- _Goal 1_: Locate each line in the records that contains the string "necklace" and copy those lines.

- _Extract_:
+---+
Statistic

profileKelvin52
1.docx

1. The “Q3” tab in the midterm excel data sheet contains data on the maximum August temperatures for Denver between 1958 and 2017. Calculate the means and the standard deviations for the entire sample, and then separately for 1958-1987 and 1988-2017. Give the equations used to calculate the values.

2.Transparency International compiles an index of corruption for over 150 world nations. The data for these nations for 2018 is provided in the midterm excel file. The 24 nations for whom oil and gas make up more than 50% of export revenues are separated from the other 127 nations. Note that higher values in the index indicate lower levels of corruption.

i.(4) Find the means and variances of the corruption index for each of the two groups of countries.

ii.(8) Construct a 95% confidence interval for the true mean difference between the two groups.

iii.(8) Using t-stat, determine whether the difference in mean corruption between the two groups of countries is statistically significant at the 95% confidence level. Give your answer in the form of a classical hypothesis test.
+---+
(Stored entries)

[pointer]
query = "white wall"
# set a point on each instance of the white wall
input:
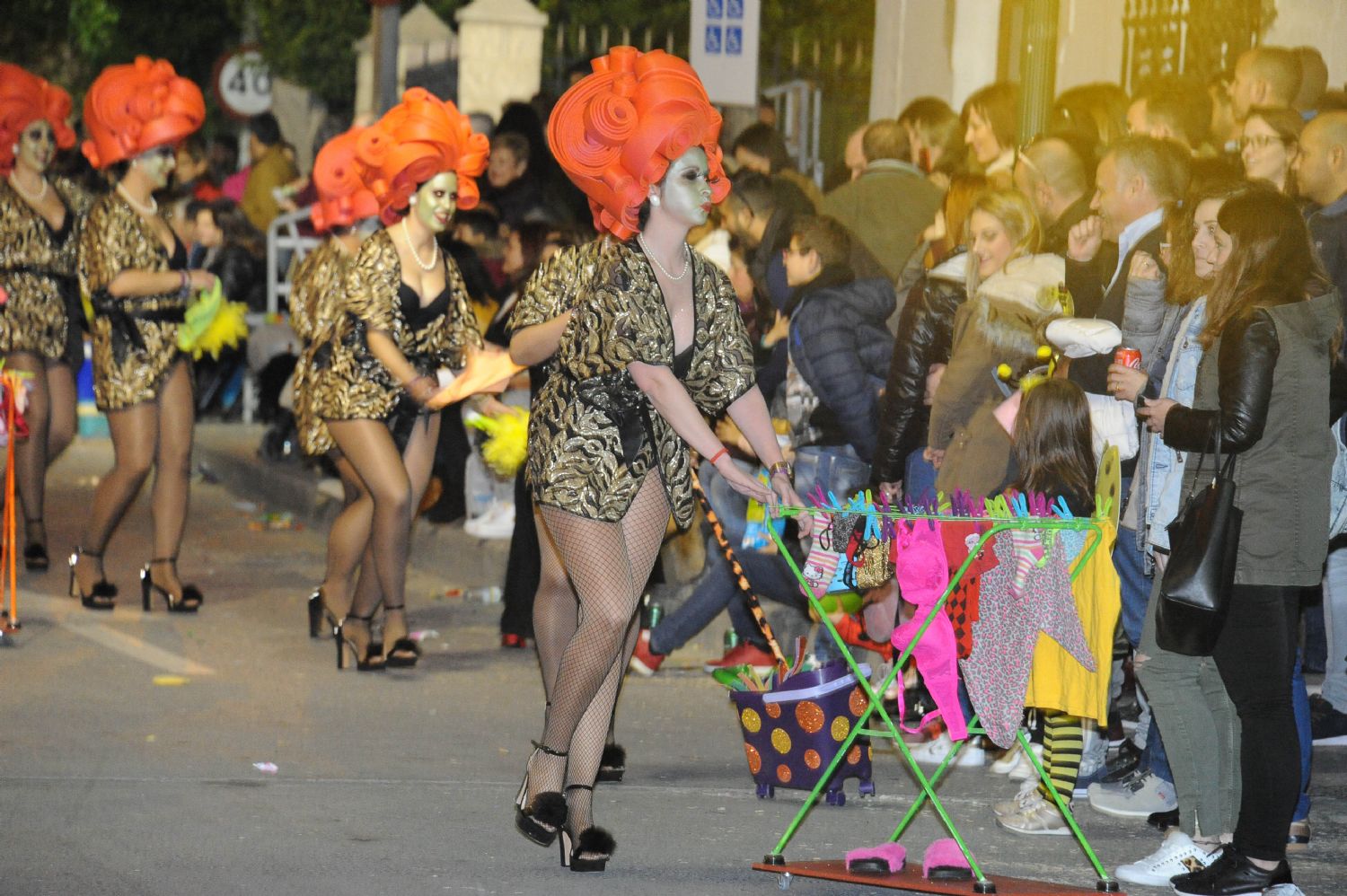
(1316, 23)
+---+
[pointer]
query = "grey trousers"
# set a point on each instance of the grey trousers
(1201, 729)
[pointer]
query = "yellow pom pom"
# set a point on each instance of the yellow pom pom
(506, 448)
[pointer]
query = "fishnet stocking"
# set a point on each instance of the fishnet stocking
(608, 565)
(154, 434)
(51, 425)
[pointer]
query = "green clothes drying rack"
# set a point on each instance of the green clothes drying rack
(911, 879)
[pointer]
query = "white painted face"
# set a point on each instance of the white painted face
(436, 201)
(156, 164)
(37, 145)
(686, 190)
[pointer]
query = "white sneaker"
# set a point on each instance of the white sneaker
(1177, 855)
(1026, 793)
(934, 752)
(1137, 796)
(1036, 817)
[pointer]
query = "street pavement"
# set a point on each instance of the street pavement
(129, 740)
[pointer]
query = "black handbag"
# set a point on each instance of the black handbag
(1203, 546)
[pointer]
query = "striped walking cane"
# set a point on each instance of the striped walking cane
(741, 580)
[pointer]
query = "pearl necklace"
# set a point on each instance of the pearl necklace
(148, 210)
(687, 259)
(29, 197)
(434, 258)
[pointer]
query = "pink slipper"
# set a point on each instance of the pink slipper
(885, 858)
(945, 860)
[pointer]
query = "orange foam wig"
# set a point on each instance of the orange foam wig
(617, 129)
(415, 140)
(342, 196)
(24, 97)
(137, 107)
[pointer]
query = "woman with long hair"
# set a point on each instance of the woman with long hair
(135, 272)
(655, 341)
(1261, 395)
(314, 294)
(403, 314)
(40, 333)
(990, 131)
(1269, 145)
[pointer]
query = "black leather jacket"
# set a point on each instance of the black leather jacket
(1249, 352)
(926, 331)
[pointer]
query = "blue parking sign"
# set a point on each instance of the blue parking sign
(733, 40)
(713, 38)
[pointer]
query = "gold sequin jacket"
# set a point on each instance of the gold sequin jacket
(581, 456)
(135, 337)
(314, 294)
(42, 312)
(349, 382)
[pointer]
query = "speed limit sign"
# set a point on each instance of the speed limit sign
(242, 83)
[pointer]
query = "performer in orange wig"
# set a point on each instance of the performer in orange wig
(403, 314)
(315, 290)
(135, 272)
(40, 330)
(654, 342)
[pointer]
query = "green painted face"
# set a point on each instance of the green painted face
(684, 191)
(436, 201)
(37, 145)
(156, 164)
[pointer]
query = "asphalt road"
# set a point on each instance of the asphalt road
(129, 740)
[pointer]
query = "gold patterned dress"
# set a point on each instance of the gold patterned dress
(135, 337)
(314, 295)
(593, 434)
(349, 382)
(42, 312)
+---+
- _Goal 2_: Copy the statistics assignment starting at "profileKelvin52" and ending at "levels of corruption.", with "Denver" renamed to "Boulder".

- _Correct answer 1_:
query = "pearl necklace"
# set a point on each instance of the pearl necklace

- _Correct answer 2_:
profileKelvin52
1.docx

1. The “Q3” tab in the midterm excel data sheet contains data on the maximum August temperatures for Boulder between 1958 and 2017. Calculate the means and the standard deviations for the entire sample, and then separately for 1958-1987 and 1988-2017. Give the equations used to calculate the values.

2.Transparency International compiles an index of corruption for over 150 world nations. The data for these nations for 2018 is provided in the midterm excel file. The 24 nations for whom oil and gas make up more than 50% of export revenues are separated from the other 127 nations. Note that higher values in the index indicate lower levels of corruption.